読解用本文
▽
宮崎信行の夕刊フジ

元日本経済新聞記者の政治ジャーナリスト宮崎信行が衆参両院と提出予定法案を網羅して書いています。業界内で圧倒的ナンバー1。

岡田副総理「簡素な給付措置」で与野党合意なら「後は手続きだけ」 消費税8%時の低所得者対策

2012年05月14日 20時12分30秒 | 第180通常国会(2012年1月~9月)一体改革

 社会保障の安定財源を確保するための消費税増税などの税制抜本改革法案(180閣法72号)。

 再来年4月の消費税率8%施行時に、低所得者対策として実施する「簡素な給付措置」について、副総理・社会保障と税の一体改革担当大臣の岡田克也さんは、2012年5月11日(金)の定例記者会見で、「与野党で、こういう規模で、こういう中身でしますということを合意されれば、あとは手続きの話」と述べました。衆院・一体改革特別委員会の理事や、民自公など各党の実務者による合意があれば、政府は従うとの考えを示したものです。当ブログの質問に答えました。
△
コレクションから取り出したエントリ
▽
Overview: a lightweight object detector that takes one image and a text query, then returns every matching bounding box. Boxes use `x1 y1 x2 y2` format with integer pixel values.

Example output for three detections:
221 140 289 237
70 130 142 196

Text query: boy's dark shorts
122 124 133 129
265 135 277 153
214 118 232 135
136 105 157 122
△
課題の目的
消費税増税を扱った本文のうち、「2012年05月14日 20」で始まり「当ブログの質問に答えました。」で終わる箇所を、一字一句違えずに引用してください。 解答にあたっては、本文の記述のみを根拠としてください。

本課題の解答
2012年05月14日 20時12分30秒 | 第180通常国会(2012年1月~9月)一体改革

 社会保障の安定財源を確保するための消費税増税などの税制抜本改革法案(180閣法72号)。

 再来年4月の消費税率8%施行時に、低所得者対策として実施する「簡素な給付措置」について、副総理・社会保障と税の一体改革担当大臣の岡田克也さんは、2012年5月11日(金)の定例記者会見で、「与野党で、こういう規模で、こういう中身でしますということを合意されれば、あとは手続きの話」と述べました。衆院・一体改革特別委員会の理事や、民自公など各党の実務者による合意があれば、政府は従うとの考えを示したものです。当ブログの質問に答えました。